_The request_: Transcribe every entry word for word, leaving out all images.

[START Recorded data]

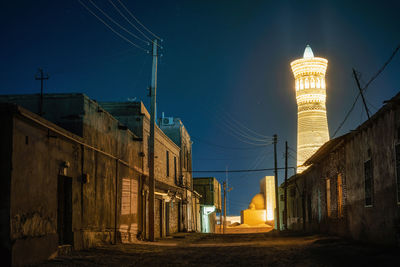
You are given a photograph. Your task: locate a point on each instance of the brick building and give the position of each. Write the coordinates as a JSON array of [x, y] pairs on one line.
[[352, 187], [210, 203], [173, 163], [76, 176]]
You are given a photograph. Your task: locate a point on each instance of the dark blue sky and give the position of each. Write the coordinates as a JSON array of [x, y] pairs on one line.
[[222, 60]]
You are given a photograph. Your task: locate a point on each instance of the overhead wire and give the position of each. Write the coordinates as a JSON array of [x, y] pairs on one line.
[[242, 125], [132, 24], [127, 10], [238, 171], [116, 23], [243, 134], [365, 87], [114, 31], [221, 146]]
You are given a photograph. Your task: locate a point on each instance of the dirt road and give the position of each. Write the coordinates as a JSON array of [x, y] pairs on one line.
[[235, 250]]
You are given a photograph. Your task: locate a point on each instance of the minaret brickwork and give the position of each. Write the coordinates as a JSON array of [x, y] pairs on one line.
[[312, 123]]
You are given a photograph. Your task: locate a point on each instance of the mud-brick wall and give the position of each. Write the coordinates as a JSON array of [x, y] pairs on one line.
[[37, 157], [380, 222], [110, 199], [162, 145], [5, 182]]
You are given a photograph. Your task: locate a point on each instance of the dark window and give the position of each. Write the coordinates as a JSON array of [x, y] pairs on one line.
[[167, 163], [292, 192], [175, 177], [369, 183], [187, 160], [398, 171]]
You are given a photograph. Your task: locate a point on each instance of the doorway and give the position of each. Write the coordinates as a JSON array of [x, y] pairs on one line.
[[64, 210]]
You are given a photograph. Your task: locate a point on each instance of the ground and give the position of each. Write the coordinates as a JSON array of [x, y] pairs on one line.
[[262, 249]]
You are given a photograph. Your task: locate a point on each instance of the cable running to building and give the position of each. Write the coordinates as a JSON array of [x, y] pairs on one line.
[[114, 31], [127, 10], [132, 24], [119, 25], [365, 87]]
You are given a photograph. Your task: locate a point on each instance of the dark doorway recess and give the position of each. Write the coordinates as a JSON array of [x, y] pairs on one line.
[[64, 210]]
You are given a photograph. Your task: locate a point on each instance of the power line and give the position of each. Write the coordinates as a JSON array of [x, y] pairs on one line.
[[365, 87], [114, 31], [225, 147], [127, 10], [233, 171], [116, 23], [122, 15], [242, 134], [243, 126]]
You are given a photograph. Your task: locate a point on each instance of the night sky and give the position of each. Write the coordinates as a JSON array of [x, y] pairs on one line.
[[224, 64]]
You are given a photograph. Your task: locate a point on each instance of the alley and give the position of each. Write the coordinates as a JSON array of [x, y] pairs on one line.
[[269, 249]]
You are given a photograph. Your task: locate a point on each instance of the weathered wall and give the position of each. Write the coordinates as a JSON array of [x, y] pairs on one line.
[[379, 222], [37, 159], [101, 207], [5, 181], [348, 214]]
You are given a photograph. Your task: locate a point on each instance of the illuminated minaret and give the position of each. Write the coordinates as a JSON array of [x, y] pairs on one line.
[[312, 124]]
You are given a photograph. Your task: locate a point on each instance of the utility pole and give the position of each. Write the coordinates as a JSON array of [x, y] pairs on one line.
[[285, 196], [276, 185], [153, 114], [224, 207], [361, 93], [40, 76]]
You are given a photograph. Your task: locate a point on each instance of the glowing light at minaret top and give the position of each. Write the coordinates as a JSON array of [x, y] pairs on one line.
[[312, 124]]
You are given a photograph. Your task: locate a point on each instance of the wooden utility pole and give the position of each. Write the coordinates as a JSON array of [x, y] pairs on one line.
[[153, 114], [40, 76], [361, 93], [224, 207], [285, 196], [276, 185]]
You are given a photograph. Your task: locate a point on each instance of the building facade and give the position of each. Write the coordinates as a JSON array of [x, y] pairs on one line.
[[78, 177], [312, 124], [210, 202]]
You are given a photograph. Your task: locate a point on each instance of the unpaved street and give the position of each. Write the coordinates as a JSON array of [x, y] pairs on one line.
[[235, 250]]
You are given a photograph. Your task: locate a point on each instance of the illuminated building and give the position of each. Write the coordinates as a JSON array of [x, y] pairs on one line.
[[312, 123], [262, 206]]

[END Recorded data]

_Response_:
You are given a photograph. Your task: locate a point on each instance of the brick building and give the position of each. Write the coordinates as a JSON array of [x, y] pairs on one line.
[[352, 187], [210, 203], [173, 163], [76, 176]]
You are given a photograph. Your task: locate a point on each instance of the dark blue sky and give the position of each. Write the coordinates as a JSON array of [x, y] pairs on one line.
[[222, 60]]
You are given a photograph. Your task: locate a point on each instance of the overhead wire and give the position of each. Write the coordinates as a JSON array of [x, y] pairs on one line.
[[242, 125], [132, 24], [127, 10], [238, 171], [116, 23], [243, 134], [365, 87], [114, 31], [221, 146]]
You are given a photograph. Your task: locate a point on each instance of the dirt road and give the position of each. Write the coordinates as a JSON array of [x, y] pairs on one line.
[[235, 250]]
You are given a photograph. Your task: locate a point on each instance of the minaret brickwork and give the position of each. Write the coordinates as a JSON array of [x, y] pairs on one line.
[[312, 123]]
You are given a photograph. Your task: locate a point on each instance of the mud-brick wall and give the position of each. Write the coordinates as a JSON array of [x, y] pairs on one line.
[[37, 157], [380, 222], [110, 199], [162, 145], [5, 182]]
You are given a photograph. Your task: locate a point on each instance of the dark window and give the position of each. Write the coordinates as a JSON array of [x, y] pairs on one line.
[[167, 163], [292, 192], [175, 177], [369, 183], [187, 160], [398, 171]]
You are given a photograph. Your task: locate a point on each instance of the doorway and give the position of each. Write the coordinates as a JSON array of [x, y] pairs on one line.
[[64, 210]]
You are given a photograph. Your task: locate a point on each instance of the ground and give the position of each. Write the coordinates as a JSON array of [x, y] pairs on one line.
[[262, 249]]
You are given a photograph. Your task: locate a point on each instance of the cable running to building and give the position of each. Write the coordinates as a JSON array of [x, y] pairs on one line.
[[114, 31], [127, 10], [132, 24], [119, 25], [365, 87]]
You are given a photograph. Your task: locate a point on each instance of the dark doorway recess and give the position of each. Write the coordinates as a JSON array of [x, y] pairs on one line.
[[64, 210]]
You are given a photograph. Your task: locate a point on each instance of the power line and give the position of each. Write the coordinates as a JSON array of [x, y] pairs on one line.
[[365, 87], [114, 31], [225, 147], [127, 10], [233, 171], [116, 23], [122, 15], [242, 134], [243, 126]]
You are given a photograph. Your task: locate a point on each instance of the night sky and give the position of each. Write the coordinates as a JSON array of [x, y] pairs on one line.
[[224, 64]]
You are given a photograph. Your task: locate a point on each instance of the alley and give the position of each. Write the coordinates as a JSON array of [x, y] pairs on one line.
[[269, 249]]
You are given a photograph. Your task: locate a point on each instance of the weathered wall and give the position of each. Write the coordinates as a JSON array of [x, y] pairs on one line.
[[379, 222], [37, 159], [101, 207], [5, 181], [348, 214]]
You are given a photograph. Your task: locate a point on each instance of the illuminated minaret and give the position of each. Write the coordinates as a JSON array of [x, y] pairs on one line.
[[312, 124]]
You are given a photograph. Your task: locate a point on each instance of the utility pole and give the position of each. Write the coordinates as a JSON array of [x, y] pairs on one line.
[[285, 196], [276, 185], [153, 114], [224, 207], [361, 93], [40, 76]]
You are given a photograph. Your task: locate a point on each instance of the glowing light at minaret top and give the position of each. Write the coordinates as a JSON array of [x, y] pairs on one line.
[[312, 124]]
You are given a photograph. Your task: locate a point on each instance of the wooden utility pole and give the position of each. Write the coordinates as a JSON array of [x, y] pairs on one line.
[[153, 114], [40, 76], [361, 93], [224, 207], [285, 196], [276, 185]]
You are given a photograph. Your task: locate a point on each instance of the building facade and give the position of each. Write the coordinates as a JSON array of [x, y] pairs on one line.
[[78, 177], [312, 124], [210, 202]]
You are given a photograph. Your task: locate a point on each instance of the unpaved street and give the position of each. Write the coordinates as a JSON array of [x, y] pairs on one line.
[[235, 250]]
You are given a photograph. Your task: locate a point on each instance of the illuminated building and give the position of each. Write the coordinates as a JSON array of [x, y] pairs on one line.
[[312, 123], [262, 206]]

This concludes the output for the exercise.